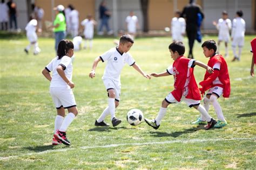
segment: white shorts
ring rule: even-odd
[[[50,88],[50,93],[57,109],[62,107],[68,109],[77,106],[71,89],[52,87]]]
[[[107,91],[110,89],[114,89],[114,94],[116,94],[115,100],[119,102],[120,95],[121,94],[121,82],[119,81],[110,79],[104,79],[102,80]],[[109,94],[107,95],[109,95]]]
[[[238,46],[239,47],[242,47],[244,46],[244,43],[245,38],[244,37],[234,37],[233,39],[232,46],[233,47],[235,47],[237,46]]]
[[[35,32],[26,34],[26,38],[30,42],[36,42],[37,41],[37,35]]]
[[[223,94],[223,88],[219,86],[213,87],[210,89],[207,93],[207,95],[211,95],[212,94],[215,94],[218,97],[220,97]]]
[[[198,105],[200,104],[200,101],[186,98],[185,96],[182,96],[180,102],[179,102],[175,99],[171,93],[169,93],[168,95],[167,95],[165,100],[168,103],[179,103],[181,101],[184,101],[190,108],[192,108],[194,105]]]

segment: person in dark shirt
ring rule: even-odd
[[[201,7],[196,4],[194,0],[190,0],[190,3],[184,7],[181,15],[181,17],[186,19],[186,32],[188,38],[190,46],[190,52],[188,57],[191,59],[194,58],[193,56],[193,46],[194,46],[194,40],[197,38],[198,14],[201,15],[203,19],[204,15]]]

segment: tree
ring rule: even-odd
[[[142,10],[142,15],[143,16],[143,32],[149,32],[149,0],[140,0],[140,6]]]

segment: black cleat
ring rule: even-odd
[[[113,125],[113,127],[115,127],[120,124],[122,122],[121,120],[118,119],[118,118],[114,117],[112,119],[112,124]]]
[[[104,122],[104,121],[99,123],[97,121],[97,120],[95,121],[95,123],[94,125],[96,126],[109,126],[110,125],[109,124],[106,123]]]

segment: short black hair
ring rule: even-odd
[[[213,49],[214,51],[214,53],[217,50],[217,46],[216,45],[216,42],[214,40],[209,40],[204,42],[203,43],[202,48],[204,47],[206,47],[208,49]]]
[[[173,41],[169,45],[169,48],[173,53],[177,51],[179,55],[183,55],[185,53],[185,46],[182,41]]]
[[[240,17],[242,17],[242,15],[243,15],[244,13],[242,13],[242,10],[238,10],[238,11],[237,11],[237,14]]]
[[[124,34],[121,36],[119,40],[119,43],[125,44],[128,42],[130,42],[133,44],[133,38],[130,34]]]

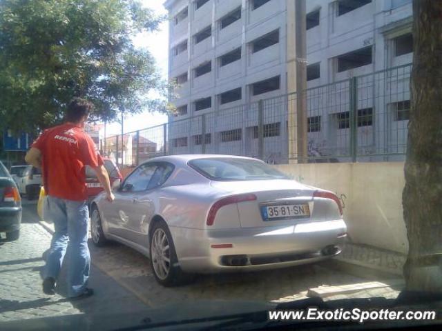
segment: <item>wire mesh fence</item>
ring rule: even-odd
[[[269,163],[401,161],[407,147],[412,65],[354,77],[300,93],[228,109],[194,112],[184,119],[108,137],[102,153],[137,165],[160,155],[225,154]],[[302,100],[307,119],[298,123]],[[304,126],[307,134],[298,134]],[[298,148],[307,146],[300,160]]]

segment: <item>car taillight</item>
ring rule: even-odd
[[[215,217],[216,217],[216,213],[222,207],[227,205],[231,205],[232,203],[237,203],[238,202],[253,201],[254,200],[256,200],[256,199],[257,198],[255,194],[247,194],[233,195],[231,197],[227,197],[227,198],[223,198],[220,200],[218,200],[215,203],[213,203],[212,207],[210,208],[210,210],[209,211],[206,224],[208,225],[213,225]]]
[[[5,202],[19,202],[21,200],[20,194],[17,188],[8,186],[5,188],[3,201]]]
[[[338,208],[339,208],[339,213],[343,214],[343,206],[340,205],[340,200],[339,198],[336,197],[336,194],[334,194],[331,192],[324,192],[324,191],[316,191],[313,194],[314,198],[324,198],[324,199],[331,199],[334,201],[338,204]]]

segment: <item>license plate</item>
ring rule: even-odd
[[[99,183],[86,183],[86,185],[88,188],[101,188],[102,187],[102,184],[100,184]]]
[[[300,205],[264,205],[261,207],[265,221],[276,219],[297,219],[310,217],[308,203]]]

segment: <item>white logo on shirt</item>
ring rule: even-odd
[[[54,139],[61,140],[61,141],[67,141],[69,143],[77,143],[77,141],[75,139],[73,139],[72,138],[68,138],[67,137],[59,136],[58,134],[54,137]]]

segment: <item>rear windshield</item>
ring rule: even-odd
[[[116,177],[118,176],[117,167],[110,160],[104,160],[104,168],[107,170],[110,177]],[[97,178],[97,174],[95,174],[95,172],[89,166],[86,166],[86,178]]]
[[[198,159],[189,161],[189,165],[202,175],[215,181],[288,179],[264,162],[249,159]]]
[[[0,177],[9,177],[8,170],[1,162],[0,162]]]
[[[28,168],[27,166],[24,167],[12,167],[11,168],[11,174],[15,174],[19,177],[23,177],[24,176],[24,172]]]

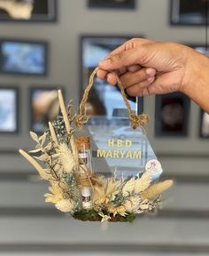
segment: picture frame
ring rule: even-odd
[[[170,0],[170,24],[205,26],[206,4],[202,0]]]
[[[142,36],[137,36],[143,37]],[[81,99],[83,91],[89,83],[90,74],[98,65],[99,60],[113,49],[133,37],[135,36],[125,35],[81,35],[80,36],[80,99]],[[135,97],[130,97],[128,94],[127,96],[132,109],[138,114],[143,113],[143,98],[136,100]],[[92,109],[89,115],[104,116],[109,120],[113,116],[113,113],[122,113],[121,111],[115,111],[117,110],[114,109],[115,108],[126,108],[119,88],[112,86],[107,82],[97,77],[87,103],[89,103],[89,106],[88,105],[88,108],[87,108],[87,109]]]
[[[135,0],[88,0],[89,8],[135,9]]]
[[[0,38],[0,73],[45,76],[48,52],[46,41]]]
[[[57,0],[8,0],[0,3],[0,21],[4,22],[55,22],[58,16]],[[19,12],[22,8],[22,12]],[[17,11],[15,11],[17,10]],[[20,14],[19,14],[20,13]]]
[[[0,85],[0,134],[19,132],[19,102],[18,87]]]
[[[29,128],[41,134],[59,114],[58,90],[62,86],[31,86],[29,88]]]
[[[190,100],[182,92],[156,95],[155,136],[188,135]]]
[[[202,139],[209,139],[209,114],[203,109],[200,109],[199,114],[199,137]]]

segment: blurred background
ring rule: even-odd
[[[59,213],[17,151],[33,148],[28,132],[58,115],[56,89],[77,108],[93,68],[128,38],[206,53],[206,9],[201,0],[0,0],[0,255],[209,255],[209,118],[184,95],[139,99],[163,177],[176,182],[157,216],[134,224],[104,230]],[[124,108],[98,80],[88,103],[106,122]]]

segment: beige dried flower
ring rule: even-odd
[[[127,212],[136,213],[141,202],[142,199],[140,198],[140,196],[130,196],[123,203],[123,206],[125,207]]]
[[[93,202],[97,205],[114,200],[115,196],[120,191],[122,183],[113,178],[103,178],[101,184],[102,186],[94,187]]]
[[[107,206],[107,211],[110,213],[112,213],[113,216],[115,216],[116,214],[120,214],[123,217],[125,217],[126,215],[128,215],[128,213],[126,212],[126,208],[123,205],[108,205]]]
[[[51,187],[49,188],[49,190],[51,192],[51,194],[47,193],[44,195],[46,197],[45,202],[57,204],[58,202],[63,200],[65,188],[67,188],[66,184],[62,184],[61,188],[58,183],[52,182]]]
[[[149,172],[144,172],[141,178],[131,178],[128,180],[122,188],[123,196],[128,196],[131,194],[139,194],[144,191],[151,184],[151,175]]]
[[[172,180],[166,180],[159,183],[155,183],[150,186],[145,191],[141,194],[142,199],[151,199],[158,195],[160,195],[166,189],[168,189],[174,181]]]

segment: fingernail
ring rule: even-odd
[[[147,81],[150,82],[150,83],[152,83],[154,80],[155,80],[154,76],[147,78]]]
[[[101,60],[100,62],[99,62],[99,65],[109,65],[109,64],[111,64],[111,59],[106,59],[106,60]]]
[[[155,73],[156,73],[156,72],[155,72],[155,69],[150,68],[147,68],[145,72],[146,72],[146,74],[147,74],[148,76],[154,76]]]

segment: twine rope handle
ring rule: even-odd
[[[90,89],[92,88],[92,86],[94,84],[94,77],[95,77],[95,76],[96,76],[96,74],[97,74],[98,69],[99,69],[99,68],[97,67],[92,72],[92,74],[91,74],[91,76],[89,77],[89,84],[87,85],[87,87],[86,87],[86,89],[84,91],[84,93],[83,93],[83,96],[82,96],[82,100],[81,100],[81,101],[80,103],[80,106],[79,106],[79,114],[75,116],[75,123],[76,123],[76,126],[78,128],[81,128],[82,125],[88,122],[89,118],[85,115],[85,104],[86,104],[86,101],[88,100]],[[119,78],[119,76],[115,72],[112,72],[112,74],[114,74],[114,76],[116,76],[117,84],[119,85],[119,88],[120,90],[123,100],[124,100],[124,102],[126,104],[126,107],[127,107],[127,109],[128,109],[128,117],[129,117],[129,120],[130,120],[131,128],[136,129],[137,127],[141,127],[141,129],[144,132],[145,131],[144,131],[143,125],[144,124],[148,124],[148,123],[149,123],[148,115],[146,115],[146,114],[137,115],[131,109],[130,104],[128,101],[125,90],[123,88],[121,81]]]

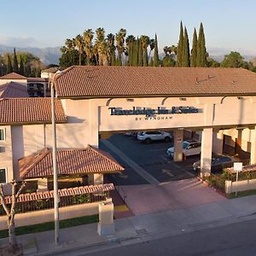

================

» Exercise directions
Copy out, unchanged, every line from the one containing "segment: fingernail" through the end of the records, omitting the pictures.

» Exercise solution
segment: fingernail
ring rule: even-odd
[[[147,81],[150,82],[150,83],[152,83],[154,80],[155,80],[154,76],[147,78]]]
[[[101,60],[100,62],[99,62],[99,65],[109,65],[109,64],[111,64],[111,59],[106,59],[106,60]]]
[[[155,73],[156,73],[156,72],[155,72],[155,69],[150,68],[147,68],[145,72],[146,72],[146,74],[147,74],[148,76],[154,76]]]

segment: twine rope handle
ring rule: even-odd
[[[90,89],[92,88],[92,86],[94,84],[94,77],[95,77],[95,76],[96,76],[96,74],[97,74],[98,69],[99,69],[99,68],[97,67],[92,72],[92,74],[91,74],[91,76],[89,77],[89,84],[87,85],[87,87],[86,87],[86,89],[84,91],[84,93],[83,93],[83,96],[82,96],[82,100],[81,100],[81,101],[80,103],[80,106],[79,106],[79,114],[75,116],[75,123],[76,123],[76,126],[78,128],[81,128],[82,125],[88,122],[89,118],[85,115],[85,104],[86,104],[86,101],[88,100]],[[119,78],[119,76],[115,72],[112,72],[112,74],[114,74],[114,76],[116,76],[117,84],[119,85],[119,88],[120,90],[123,100],[124,100],[124,102],[126,104],[126,107],[127,107],[127,109],[128,109],[128,117],[129,117],[129,120],[130,120],[131,128],[136,129],[137,127],[141,127],[141,129],[144,132],[145,131],[144,131],[143,125],[144,124],[148,124],[148,123],[149,123],[148,115],[146,115],[146,114],[137,115],[131,109],[130,104],[128,101],[125,90],[123,88],[121,81]]]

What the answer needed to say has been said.